╭─ DOCUMENT SEGMENT
Tag Archives: andrew zurcher

The Mutabilitie Cantos – a query (or two)

The above cantos are stuck on to the end of ‘The Faerie Queene’ and have attracted much critical debate/angst because they don’t readily ‘fit’ with the rest of this magnificent poet and because they have a distinctly philosophical flavour. It isn’t my intention to enter these debates nor do I wish to argue with Frank Kermode’s view that these constitute the finest philosophical poem in the language. What I do want to do is ask a couple of questions that are much more straightforward and relate to poetic practice.

Since reading Andrew Zurcher on the legal terms that Spenser uses, I’ve been reading the poem with a different kind of attention which is more about word use than ‘theme’. Coincidentally I’m attempting to learn the finer points of Middle English and get to grips late medieval literary culture and this has set off a slightly oblique reading of the Cantos. As these describe a kind of trial with a parade of witnesses and evidence and judgement then Zurcher is correct in drawing out the legal terms (although he does indulge in a bit of over-egging to make his point) and to relate this perspective to Spenser’s remedy for Ireland- violent subjugation followed by legal constraint/control. What he seems to miss is what appears to be a wistful glance towards an apparently simpler past.
╰─
=== TASKS TO COMPLETE ===
a – In the post on the Mutabilitie Cantos, whose view is it that these cantos make up the finest philosophical poem in the language?
b – Please resume the post on the Mutabilitie Cantos from where it stops.
The records have no part in this work.
╭─ INFORMATION PROVIDED
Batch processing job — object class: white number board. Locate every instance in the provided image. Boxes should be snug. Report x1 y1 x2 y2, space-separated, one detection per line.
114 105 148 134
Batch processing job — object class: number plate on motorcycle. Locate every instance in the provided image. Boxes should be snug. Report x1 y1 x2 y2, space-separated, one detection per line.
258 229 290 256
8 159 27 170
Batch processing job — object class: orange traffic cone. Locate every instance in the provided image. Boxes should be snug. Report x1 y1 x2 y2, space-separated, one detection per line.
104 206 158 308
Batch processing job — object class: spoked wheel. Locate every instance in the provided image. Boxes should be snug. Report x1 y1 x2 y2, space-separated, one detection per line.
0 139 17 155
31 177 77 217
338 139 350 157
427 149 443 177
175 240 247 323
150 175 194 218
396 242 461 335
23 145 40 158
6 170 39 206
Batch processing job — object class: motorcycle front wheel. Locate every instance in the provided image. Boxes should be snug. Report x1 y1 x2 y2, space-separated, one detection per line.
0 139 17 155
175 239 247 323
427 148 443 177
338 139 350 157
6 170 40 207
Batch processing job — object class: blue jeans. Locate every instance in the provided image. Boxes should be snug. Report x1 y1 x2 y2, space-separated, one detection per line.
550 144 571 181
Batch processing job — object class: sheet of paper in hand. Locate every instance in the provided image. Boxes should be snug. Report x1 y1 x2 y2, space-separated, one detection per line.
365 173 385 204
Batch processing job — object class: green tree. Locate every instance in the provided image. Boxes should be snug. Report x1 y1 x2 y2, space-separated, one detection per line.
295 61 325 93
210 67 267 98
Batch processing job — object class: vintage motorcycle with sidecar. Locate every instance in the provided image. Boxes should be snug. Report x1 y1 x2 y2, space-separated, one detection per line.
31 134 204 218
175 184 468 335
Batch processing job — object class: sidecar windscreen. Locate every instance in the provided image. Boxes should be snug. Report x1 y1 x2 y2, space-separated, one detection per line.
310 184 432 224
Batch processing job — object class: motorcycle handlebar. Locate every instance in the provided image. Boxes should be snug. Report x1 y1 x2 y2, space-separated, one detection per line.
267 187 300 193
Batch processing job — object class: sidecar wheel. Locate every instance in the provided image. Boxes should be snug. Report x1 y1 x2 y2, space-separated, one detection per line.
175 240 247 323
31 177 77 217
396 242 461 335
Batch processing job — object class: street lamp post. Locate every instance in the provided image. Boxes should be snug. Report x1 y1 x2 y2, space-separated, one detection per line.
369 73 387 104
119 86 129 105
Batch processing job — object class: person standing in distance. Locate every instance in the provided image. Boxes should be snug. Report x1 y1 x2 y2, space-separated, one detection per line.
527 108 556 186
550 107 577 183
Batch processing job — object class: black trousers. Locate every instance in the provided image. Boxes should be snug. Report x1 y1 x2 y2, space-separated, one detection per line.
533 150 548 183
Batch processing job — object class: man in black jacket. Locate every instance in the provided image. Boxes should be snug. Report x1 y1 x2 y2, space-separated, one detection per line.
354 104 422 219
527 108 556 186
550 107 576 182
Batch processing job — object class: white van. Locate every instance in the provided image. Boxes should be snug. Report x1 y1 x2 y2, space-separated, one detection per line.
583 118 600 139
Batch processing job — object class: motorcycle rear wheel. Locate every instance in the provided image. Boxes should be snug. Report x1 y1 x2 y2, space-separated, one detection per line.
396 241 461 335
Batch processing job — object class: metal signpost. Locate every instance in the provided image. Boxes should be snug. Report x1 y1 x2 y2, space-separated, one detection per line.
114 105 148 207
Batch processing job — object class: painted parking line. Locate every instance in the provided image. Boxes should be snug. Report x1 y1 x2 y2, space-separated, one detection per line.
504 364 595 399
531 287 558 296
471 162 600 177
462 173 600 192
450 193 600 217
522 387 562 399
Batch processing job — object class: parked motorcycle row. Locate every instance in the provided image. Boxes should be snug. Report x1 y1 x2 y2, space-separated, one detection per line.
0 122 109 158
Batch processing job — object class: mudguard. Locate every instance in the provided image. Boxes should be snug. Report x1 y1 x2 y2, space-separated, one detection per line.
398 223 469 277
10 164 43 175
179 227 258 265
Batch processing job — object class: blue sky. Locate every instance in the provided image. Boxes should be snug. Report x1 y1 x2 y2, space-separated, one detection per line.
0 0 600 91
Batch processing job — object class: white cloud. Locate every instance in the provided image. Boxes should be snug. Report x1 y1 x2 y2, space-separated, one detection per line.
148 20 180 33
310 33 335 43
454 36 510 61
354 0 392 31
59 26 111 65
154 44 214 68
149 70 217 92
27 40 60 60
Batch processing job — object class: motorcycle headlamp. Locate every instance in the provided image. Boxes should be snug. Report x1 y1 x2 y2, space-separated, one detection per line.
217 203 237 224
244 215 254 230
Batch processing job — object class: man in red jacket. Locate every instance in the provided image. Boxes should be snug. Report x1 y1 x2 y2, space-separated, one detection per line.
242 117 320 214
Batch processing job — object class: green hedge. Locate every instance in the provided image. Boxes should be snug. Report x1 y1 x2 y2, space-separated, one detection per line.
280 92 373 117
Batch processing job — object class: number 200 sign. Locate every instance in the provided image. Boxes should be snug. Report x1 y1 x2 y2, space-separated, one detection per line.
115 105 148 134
╰─
=== ANSWERS TO THE TASKS ===
a – Frank Kermode's.

b –
The Cantos tell the story of Mutability (a ‘Titanesse’) whose first major transgression is to ‘switch off’ the moon and the stars, causing more than a little consternation:

Mean-while, the Lower world, which nothing knew
Of all that chaunced here, was darkened quite,
And eke the heavens, and all the heavenly crew
Of happy wights, now unpurvaid of light,
Were much afraid, and wondred at that sight;
Fearing least Chaos broken had his chaine,
And brought againe on them eternall night:
But chiefly Mercury, that next doth raigne,
Ran forth in haste, unto the Gods to plaine.

The two words that I’d like to highlight are ‘unpurvaid’ and ‘plaine’ because these both indicate that something else might be going on apart from a kind of judicial process. ‘FQ’ is full of archaisms and more than a few words of Spenser’s invention in order to capture the ‘feel’ and spirit of the medieval romance tradition. In the English Middle Ages, ‘purveyance’ was the term used to describe the process of acquiring provisions for the royal household and/or armies and was a frequent source of resentment amongst the peasantry because, as the excellent Wendy Scase points out- “Payment might never be made, or it might not reflect the true value of the goods supplied. Purveyors might insist on buying at a discount. And where payment was made by credit instrument, such as a tally, it could be hard for the creditor to get what he was owed.”

The other point is that peasant plaint was the common way of attempting to obtain some kind of redress from the king and this was a judicial process that grew in popularity throughout the period. Complaints need not be against the actions of the crown, they were also made against feudal lords. As Skase also points out the ‘compleint’ became a recognized form of poetry that persisted until the sixteenth century.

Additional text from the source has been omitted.